(Stored items)
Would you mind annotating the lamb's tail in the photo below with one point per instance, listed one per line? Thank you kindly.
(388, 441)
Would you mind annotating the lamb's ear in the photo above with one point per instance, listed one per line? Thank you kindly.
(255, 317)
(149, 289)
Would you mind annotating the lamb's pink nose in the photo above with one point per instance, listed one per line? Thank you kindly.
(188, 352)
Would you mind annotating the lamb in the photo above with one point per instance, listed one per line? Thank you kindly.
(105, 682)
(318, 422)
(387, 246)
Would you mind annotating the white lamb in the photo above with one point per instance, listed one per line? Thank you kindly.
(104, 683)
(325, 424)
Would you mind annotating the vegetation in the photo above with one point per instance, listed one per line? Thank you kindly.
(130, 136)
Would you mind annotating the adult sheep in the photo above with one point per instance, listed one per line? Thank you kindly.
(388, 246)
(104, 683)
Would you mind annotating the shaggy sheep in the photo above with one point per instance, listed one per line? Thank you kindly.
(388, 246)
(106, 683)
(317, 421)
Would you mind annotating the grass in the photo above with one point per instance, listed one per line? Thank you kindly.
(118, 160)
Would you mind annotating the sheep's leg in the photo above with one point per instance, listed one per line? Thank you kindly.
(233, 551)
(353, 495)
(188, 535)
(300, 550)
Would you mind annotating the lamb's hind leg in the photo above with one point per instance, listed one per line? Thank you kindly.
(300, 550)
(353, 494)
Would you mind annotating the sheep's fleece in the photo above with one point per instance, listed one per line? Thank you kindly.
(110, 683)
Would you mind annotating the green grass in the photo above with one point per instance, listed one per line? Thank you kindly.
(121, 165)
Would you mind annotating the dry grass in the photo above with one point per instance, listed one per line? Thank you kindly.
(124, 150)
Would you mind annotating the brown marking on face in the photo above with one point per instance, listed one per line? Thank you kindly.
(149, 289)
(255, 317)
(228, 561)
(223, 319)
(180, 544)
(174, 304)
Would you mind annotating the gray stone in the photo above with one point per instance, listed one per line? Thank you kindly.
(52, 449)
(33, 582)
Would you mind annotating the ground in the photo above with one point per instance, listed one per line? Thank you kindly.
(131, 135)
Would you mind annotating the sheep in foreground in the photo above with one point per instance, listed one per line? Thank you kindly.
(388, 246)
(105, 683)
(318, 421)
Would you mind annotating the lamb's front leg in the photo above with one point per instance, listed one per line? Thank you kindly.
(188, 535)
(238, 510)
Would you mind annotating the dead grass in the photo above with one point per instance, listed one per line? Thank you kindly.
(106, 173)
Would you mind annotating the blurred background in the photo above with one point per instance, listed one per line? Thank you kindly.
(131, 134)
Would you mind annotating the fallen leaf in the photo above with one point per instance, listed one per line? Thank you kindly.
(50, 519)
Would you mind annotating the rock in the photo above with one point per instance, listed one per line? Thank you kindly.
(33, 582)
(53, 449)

▸ **WORK INSTRUCTIONS**
Could you turn every line of the listing above into a numbered list, skipping any blank lines?

▸ **RESULT BELOW**
1. Would you mind annotating the lamb's tail in the photo below with one point per instance, listed one per line? Thank you kindly.
2. (388, 441)
3. Would you mind annotating the lamb's ear in the photo above with one point per instance, listed one per line? Thank you kindly.
4. (255, 317)
5. (149, 289)
6. Would you mind annotating the lamb's pink nose in the photo above with one point per instance, listed one per line? Thank you kindly.
7. (188, 352)
8. Would you mind annotating the lamb in the photo above with one point per instance, listed one per line? Thank you kindly.
9. (105, 682)
10. (318, 422)
11. (387, 246)
12. Would you mind annotating the white lamb in the photo above with one point per instance, listed one per line? Thank you kindly.
13. (104, 683)
14. (325, 424)
15. Would you mind annotating the vegetation in the photo above with one point per instance, listed one per line? Thank you kindly.
16. (130, 136)
17. Would you mind annotating the adult sheep in the photo above with one point per instance, listed one per line? Thank you kindly.
18. (388, 246)
19. (104, 683)
20. Would you mind annotating the shaggy sheep in the photo above with one point per instance, listed one per line? Thank you kindly.
21. (388, 246)
22. (106, 683)
23. (317, 421)
24. Would you mind annotating the grass in the photo above with one point per instance, listed one per line? Thank you kindly.
25. (118, 160)
26. Would you mind annotating the sheep's leg in the photo above with one point per instance, listed one per line? Thank you kindly.
27. (233, 551)
28. (353, 495)
29. (188, 535)
30. (300, 550)
31. Would you mind annotating the lamb's hind leg in the photo above with one point per instance, listed one per line? Thank you kindly.
32. (300, 550)
33. (353, 494)
34. Would you mind annotating the sheep's fleece in the photo above with one point per instance, listed one per line? Thank you kindly.
35. (110, 683)
36. Would you mind annotating the green grass in the photo above with one point per instance, listed one per line? Thank you kindly.
37. (121, 165)
38. Would you mind annotating the dry grass in the photo above with one point per instance, listed one per line? Thank you kindly.
39. (124, 150)
40. Would you mind annotating the brown marking on face in the photo above with one point per instance, listed one per line? Thank you kindly.
41. (149, 289)
42. (255, 317)
43. (228, 561)
44. (223, 319)
45. (180, 544)
46. (174, 304)
47. Would you mind annotating the gray stone in the photo above with one point per instance, listed one per line? Thank you kindly.
48. (52, 449)
49. (33, 582)
50. Would you mind annotating the ground in the photo above with one point per instance, listed one per line? Thank you kindly.
51. (131, 135)
52. Would you mind annotating the sheep in foreground in the photo above with one point per instance, listed one per line? Thank you kindly.
53. (388, 246)
54. (105, 683)
55. (318, 421)
56. Would you mind annotating the lamb's front leg in the photo above with one point per instance, listed one per line? Thank you kindly.
57. (188, 535)
58. (238, 510)
59. Would you mind annotating the dead grass in the photo above with one point per instance, listed one per line? Thank you kindly.
60. (106, 173)
61. Would you mind annotating the blurred background in the photo above with one point per instance, listed one per line? Thank you kindly.
62. (131, 134)
63. Would you mind annotating the fallen leaf in the photo above with one point per instance, listed one per line? Thank you kindly.
64. (50, 519)
65. Would you mind annotating the rock in the photo above with one point per instance, listed one per line? Thank you kindly.
66. (33, 582)
67. (53, 449)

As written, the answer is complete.